(Data extracted from a collection)
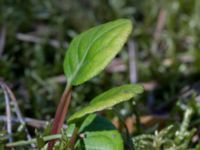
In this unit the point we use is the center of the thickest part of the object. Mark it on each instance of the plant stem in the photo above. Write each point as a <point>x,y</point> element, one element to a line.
<point>61,112</point>
<point>46,138</point>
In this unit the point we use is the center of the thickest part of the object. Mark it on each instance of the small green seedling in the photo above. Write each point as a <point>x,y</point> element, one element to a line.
<point>88,54</point>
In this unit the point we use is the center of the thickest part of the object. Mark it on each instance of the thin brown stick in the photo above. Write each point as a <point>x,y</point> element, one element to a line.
<point>2,39</point>
<point>132,62</point>
<point>61,112</point>
<point>8,112</point>
<point>17,110</point>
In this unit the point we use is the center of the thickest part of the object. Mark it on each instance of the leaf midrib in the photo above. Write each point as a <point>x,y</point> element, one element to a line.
<point>89,46</point>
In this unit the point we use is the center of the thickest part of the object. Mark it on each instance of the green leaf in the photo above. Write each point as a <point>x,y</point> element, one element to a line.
<point>109,99</point>
<point>103,140</point>
<point>90,52</point>
<point>95,122</point>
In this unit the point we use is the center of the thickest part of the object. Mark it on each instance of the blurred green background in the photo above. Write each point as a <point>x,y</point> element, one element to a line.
<point>164,47</point>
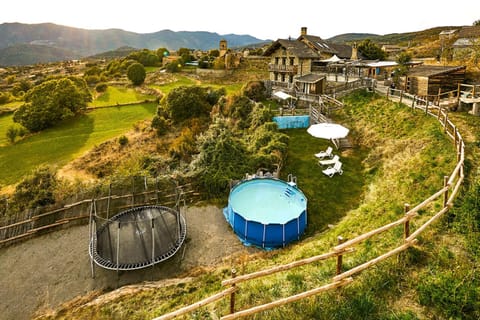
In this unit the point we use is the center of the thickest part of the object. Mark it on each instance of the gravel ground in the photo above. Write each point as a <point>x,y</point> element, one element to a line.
<point>44,272</point>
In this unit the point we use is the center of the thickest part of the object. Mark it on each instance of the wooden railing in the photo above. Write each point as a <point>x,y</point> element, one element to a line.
<point>33,222</point>
<point>447,194</point>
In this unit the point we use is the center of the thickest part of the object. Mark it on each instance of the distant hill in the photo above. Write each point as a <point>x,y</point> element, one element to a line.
<point>402,39</point>
<point>75,42</point>
<point>26,54</point>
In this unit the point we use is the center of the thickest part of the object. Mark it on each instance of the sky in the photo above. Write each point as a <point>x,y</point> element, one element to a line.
<point>263,19</point>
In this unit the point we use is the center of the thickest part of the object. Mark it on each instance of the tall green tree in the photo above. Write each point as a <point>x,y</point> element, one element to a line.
<point>136,73</point>
<point>52,101</point>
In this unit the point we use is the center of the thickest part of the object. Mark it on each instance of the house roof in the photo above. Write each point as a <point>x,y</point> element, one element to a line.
<point>310,78</point>
<point>318,44</point>
<point>463,42</point>
<point>308,46</point>
<point>293,47</point>
<point>469,32</point>
<point>429,71</point>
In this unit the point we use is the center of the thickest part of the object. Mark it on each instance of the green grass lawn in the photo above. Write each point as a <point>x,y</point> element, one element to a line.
<point>185,81</point>
<point>118,95</point>
<point>329,199</point>
<point>5,122</point>
<point>61,144</point>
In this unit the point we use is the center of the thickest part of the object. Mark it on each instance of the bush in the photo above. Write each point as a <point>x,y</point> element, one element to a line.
<point>101,87</point>
<point>35,190</point>
<point>52,101</point>
<point>4,97</point>
<point>184,103</point>
<point>136,73</point>
<point>123,141</point>
<point>255,90</point>
<point>160,124</point>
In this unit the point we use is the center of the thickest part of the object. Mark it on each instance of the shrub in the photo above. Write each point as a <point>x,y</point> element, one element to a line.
<point>160,124</point>
<point>36,189</point>
<point>255,90</point>
<point>101,87</point>
<point>136,73</point>
<point>123,141</point>
<point>185,102</point>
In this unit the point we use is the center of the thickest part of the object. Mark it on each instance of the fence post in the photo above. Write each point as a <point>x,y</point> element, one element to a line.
<point>445,122</point>
<point>406,230</point>
<point>455,135</point>
<point>339,256</point>
<point>445,195</point>
<point>232,295</point>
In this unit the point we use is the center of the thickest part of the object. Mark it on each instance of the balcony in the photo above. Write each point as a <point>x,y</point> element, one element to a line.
<point>283,68</point>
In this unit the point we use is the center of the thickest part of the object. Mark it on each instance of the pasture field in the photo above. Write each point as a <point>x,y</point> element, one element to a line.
<point>118,95</point>
<point>61,144</point>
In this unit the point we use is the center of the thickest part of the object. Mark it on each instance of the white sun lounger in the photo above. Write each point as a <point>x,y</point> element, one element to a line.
<point>325,154</point>
<point>330,171</point>
<point>328,162</point>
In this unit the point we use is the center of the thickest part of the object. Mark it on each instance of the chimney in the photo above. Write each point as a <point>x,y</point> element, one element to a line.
<point>354,52</point>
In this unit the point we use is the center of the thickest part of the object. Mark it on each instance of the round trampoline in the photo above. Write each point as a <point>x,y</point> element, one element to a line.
<point>267,212</point>
<point>137,238</point>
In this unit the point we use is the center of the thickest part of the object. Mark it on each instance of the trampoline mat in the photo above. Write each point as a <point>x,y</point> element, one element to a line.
<point>138,237</point>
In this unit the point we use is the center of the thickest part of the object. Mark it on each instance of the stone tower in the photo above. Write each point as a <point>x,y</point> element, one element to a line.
<point>223,47</point>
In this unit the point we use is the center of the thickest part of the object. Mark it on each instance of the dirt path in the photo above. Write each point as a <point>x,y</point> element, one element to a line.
<point>41,273</point>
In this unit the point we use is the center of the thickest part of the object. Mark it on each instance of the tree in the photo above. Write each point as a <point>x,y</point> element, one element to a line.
<point>136,73</point>
<point>52,101</point>
<point>371,51</point>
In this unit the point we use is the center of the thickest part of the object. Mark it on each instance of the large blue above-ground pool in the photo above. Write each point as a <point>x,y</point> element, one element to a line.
<point>267,212</point>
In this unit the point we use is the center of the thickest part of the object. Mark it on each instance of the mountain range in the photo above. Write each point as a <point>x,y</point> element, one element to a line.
<point>22,44</point>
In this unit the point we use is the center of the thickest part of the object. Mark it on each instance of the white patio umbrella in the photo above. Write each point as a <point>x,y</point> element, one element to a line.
<point>331,131</point>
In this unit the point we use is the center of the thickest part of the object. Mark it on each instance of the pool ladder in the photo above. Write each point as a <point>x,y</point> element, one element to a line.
<point>289,192</point>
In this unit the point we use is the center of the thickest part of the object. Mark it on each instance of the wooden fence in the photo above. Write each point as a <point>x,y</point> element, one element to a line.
<point>33,222</point>
<point>446,194</point>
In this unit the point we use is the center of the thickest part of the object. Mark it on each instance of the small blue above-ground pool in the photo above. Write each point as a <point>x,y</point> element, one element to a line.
<point>267,212</point>
<point>292,122</point>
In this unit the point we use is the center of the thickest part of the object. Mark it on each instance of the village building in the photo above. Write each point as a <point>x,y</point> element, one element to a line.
<point>468,40</point>
<point>426,80</point>
<point>300,64</point>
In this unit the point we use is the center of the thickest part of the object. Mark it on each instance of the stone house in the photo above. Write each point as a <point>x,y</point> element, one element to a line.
<point>296,64</point>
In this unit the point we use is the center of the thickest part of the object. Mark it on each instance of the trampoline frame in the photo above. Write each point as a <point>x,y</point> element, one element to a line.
<point>106,264</point>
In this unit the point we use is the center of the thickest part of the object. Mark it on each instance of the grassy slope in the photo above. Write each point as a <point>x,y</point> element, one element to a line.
<point>118,95</point>
<point>404,160</point>
<point>59,145</point>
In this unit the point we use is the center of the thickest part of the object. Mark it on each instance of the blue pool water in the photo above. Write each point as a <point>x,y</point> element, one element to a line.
<point>267,212</point>
<point>292,122</point>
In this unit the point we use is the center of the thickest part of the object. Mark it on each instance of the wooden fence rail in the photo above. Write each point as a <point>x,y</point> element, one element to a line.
<point>28,224</point>
<point>452,182</point>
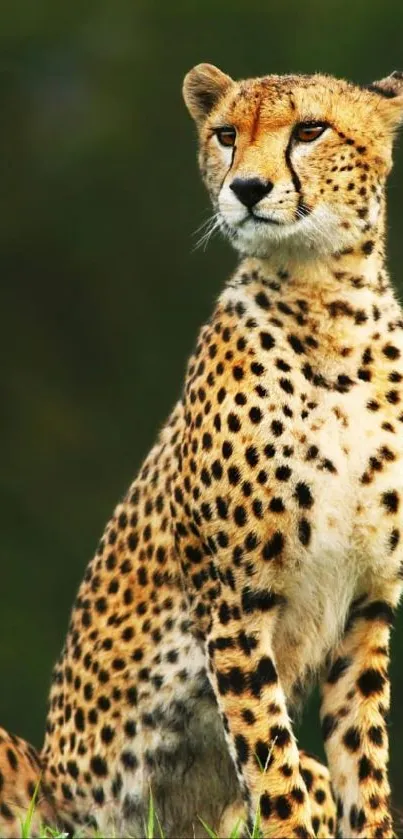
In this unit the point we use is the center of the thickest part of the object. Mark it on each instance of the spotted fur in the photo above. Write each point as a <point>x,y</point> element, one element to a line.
<point>260,544</point>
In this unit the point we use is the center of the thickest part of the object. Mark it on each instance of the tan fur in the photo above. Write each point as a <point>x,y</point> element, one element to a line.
<point>260,544</point>
<point>21,774</point>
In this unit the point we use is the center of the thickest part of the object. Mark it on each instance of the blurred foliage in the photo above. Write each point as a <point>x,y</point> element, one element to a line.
<point>102,293</point>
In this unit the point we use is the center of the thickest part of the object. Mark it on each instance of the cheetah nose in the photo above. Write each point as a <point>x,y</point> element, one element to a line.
<point>250,190</point>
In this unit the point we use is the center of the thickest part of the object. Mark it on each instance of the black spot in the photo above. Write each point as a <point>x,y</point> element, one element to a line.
<point>391,352</point>
<point>296,344</point>
<point>107,734</point>
<point>273,546</point>
<point>262,753</point>
<point>129,760</point>
<point>12,759</point>
<point>240,516</point>
<point>224,613</point>
<point>281,735</point>
<point>371,681</point>
<point>98,766</point>
<point>259,600</point>
<point>368,247</point>
<point>390,501</point>
<point>79,720</point>
<point>276,505</point>
<point>262,300</point>
<point>267,341</point>
<point>283,807</point>
<point>375,734</point>
<point>352,739</point>
<point>266,807</point>
<point>303,495</point>
<point>264,674</point>
<point>304,532</point>
<point>277,428</point>
<point>364,768</point>
<point>329,725</point>
<point>316,825</point>
<point>98,795</point>
<point>283,473</point>
<point>242,748</point>
<point>308,778</point>
<point>233,422</point>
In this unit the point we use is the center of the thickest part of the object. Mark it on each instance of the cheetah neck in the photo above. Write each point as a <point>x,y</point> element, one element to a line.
<point>344,274</point>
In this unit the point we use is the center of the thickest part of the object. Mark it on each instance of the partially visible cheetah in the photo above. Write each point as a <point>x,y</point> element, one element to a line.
<point>261,542</point>
<point>20,783</point>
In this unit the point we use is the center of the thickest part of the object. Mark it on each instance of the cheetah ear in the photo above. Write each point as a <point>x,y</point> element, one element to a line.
<point>203,87</point>
<point>390,90</point>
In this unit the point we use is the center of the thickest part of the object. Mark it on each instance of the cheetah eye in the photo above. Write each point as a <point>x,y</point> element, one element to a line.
<point>226,135</point>
<point>305,132</point>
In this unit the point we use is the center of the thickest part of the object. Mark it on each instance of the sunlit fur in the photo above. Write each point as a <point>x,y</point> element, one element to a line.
<point>264,113</point>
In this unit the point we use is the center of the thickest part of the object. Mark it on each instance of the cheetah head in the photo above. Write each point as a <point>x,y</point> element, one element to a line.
<point>295,162</point>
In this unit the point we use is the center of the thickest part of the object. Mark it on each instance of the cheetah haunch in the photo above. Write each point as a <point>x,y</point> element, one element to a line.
<point>261,542</point>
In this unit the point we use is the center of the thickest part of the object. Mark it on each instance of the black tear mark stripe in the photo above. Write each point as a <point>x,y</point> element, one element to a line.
<point>302,209</point>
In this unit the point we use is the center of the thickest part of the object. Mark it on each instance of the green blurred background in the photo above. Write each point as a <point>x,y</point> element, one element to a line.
<point>102,292</point>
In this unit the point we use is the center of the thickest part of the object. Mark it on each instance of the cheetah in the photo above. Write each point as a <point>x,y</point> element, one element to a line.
<point>21,781</point>
<point>260,546</point>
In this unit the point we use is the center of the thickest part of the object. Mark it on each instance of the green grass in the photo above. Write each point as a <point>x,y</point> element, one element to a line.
<point>153,829</point>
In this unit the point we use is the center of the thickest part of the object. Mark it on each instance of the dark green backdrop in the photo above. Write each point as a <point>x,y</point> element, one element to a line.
<point>101,292</point>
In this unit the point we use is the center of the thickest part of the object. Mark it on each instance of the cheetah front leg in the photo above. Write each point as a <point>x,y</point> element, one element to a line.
<point>251,699</point>
<point>354,707</point>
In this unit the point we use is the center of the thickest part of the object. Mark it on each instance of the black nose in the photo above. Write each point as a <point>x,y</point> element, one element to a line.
<point>250,190</point>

- **REQUIREMENT**
Beginning from the line that contains "the black nose", give each line again exactly, through the final line of the records.

- **EXERCISE ANSWER**
In this unit the point we use is the center of the thickest part of the object. Mark it on each instance of the black nose in the photo above. Write each point as a <point>x,y</point> element, one element to a line.
<point>250,190</point>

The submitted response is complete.